• _Passage provided_:
══════════
Here is my code(updated for concatenation and counter issues). Edit: I've adopted some new code from dmckee's answer that I'm now working with over the old code in favor of simplicity.

awk '/o'\''/ {
         line = "> ";
         for(i = 20; i <= 33; i++) {
           line = line " " $i;
         print line;
    }' /var/log/exim/main.log > output.txt

Any ideas?

EDIT: For clarity's sake, I'm grepping for "o'" in email addresses, because ' is an illegal character in email addresses(and in our databases, appears only with o'-prefixed names).
══════════
• _Data shown_:
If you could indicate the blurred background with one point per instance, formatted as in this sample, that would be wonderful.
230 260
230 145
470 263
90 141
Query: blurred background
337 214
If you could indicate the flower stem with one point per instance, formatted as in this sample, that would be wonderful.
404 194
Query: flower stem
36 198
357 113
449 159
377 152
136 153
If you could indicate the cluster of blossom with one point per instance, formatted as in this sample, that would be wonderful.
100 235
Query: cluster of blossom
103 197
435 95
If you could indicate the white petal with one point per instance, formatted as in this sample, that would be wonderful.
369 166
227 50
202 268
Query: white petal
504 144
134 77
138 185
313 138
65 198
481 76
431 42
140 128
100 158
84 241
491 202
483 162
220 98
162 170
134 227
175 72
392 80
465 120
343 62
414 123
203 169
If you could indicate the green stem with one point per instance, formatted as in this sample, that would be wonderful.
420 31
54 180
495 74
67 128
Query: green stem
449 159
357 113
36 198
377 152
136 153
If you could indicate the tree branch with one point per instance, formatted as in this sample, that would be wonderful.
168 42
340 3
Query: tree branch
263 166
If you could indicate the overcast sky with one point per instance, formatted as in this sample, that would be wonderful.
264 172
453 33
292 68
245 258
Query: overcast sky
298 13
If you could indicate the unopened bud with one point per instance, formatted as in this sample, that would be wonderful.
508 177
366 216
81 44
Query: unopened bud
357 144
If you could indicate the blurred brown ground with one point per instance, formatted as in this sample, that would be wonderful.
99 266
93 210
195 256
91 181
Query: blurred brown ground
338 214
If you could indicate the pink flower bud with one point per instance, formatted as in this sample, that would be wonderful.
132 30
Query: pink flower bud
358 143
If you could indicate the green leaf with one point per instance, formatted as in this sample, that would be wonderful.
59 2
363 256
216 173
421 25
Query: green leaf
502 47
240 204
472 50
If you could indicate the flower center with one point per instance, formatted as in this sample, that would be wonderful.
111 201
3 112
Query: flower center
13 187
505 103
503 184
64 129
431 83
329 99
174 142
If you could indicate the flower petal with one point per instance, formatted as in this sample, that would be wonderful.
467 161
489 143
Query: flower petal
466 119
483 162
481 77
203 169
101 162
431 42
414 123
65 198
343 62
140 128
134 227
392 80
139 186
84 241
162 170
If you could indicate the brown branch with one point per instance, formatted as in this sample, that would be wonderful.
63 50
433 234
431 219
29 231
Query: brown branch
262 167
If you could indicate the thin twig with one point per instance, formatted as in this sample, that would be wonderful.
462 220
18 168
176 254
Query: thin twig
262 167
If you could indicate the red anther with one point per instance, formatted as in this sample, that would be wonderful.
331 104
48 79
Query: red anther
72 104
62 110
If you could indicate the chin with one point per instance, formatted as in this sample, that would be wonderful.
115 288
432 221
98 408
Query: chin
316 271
══════════
According to the awk post, why does the author search for "o'" in email addresses? Use only the awk post to respond; the records play no part.

The apostrophe is an illegal character in email addresses, and in their databases it appears only in names with an o' prefix.